### THE TASK
How many lines in the entries below contain the string "every"? Reply with the number only.

### Some records
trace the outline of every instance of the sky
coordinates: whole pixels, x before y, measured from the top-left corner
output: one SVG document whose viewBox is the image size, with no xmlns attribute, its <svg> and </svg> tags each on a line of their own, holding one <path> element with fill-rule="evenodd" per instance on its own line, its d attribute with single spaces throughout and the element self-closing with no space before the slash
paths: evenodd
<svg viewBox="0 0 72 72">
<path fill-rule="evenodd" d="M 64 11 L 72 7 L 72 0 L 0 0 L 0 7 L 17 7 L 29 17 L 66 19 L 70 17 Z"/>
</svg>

* * *

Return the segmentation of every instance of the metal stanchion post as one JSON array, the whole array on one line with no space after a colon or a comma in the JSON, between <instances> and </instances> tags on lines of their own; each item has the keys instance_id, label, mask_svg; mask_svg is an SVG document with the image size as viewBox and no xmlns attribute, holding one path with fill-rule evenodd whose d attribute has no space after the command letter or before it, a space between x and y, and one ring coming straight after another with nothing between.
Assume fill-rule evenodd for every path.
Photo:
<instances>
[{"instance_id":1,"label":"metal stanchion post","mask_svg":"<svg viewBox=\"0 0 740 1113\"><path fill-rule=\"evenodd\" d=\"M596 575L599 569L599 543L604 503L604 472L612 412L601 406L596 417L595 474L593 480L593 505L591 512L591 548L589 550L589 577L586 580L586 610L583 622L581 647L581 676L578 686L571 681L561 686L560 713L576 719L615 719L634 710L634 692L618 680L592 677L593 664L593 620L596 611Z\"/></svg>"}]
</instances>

### SOLVED EXERCISE
3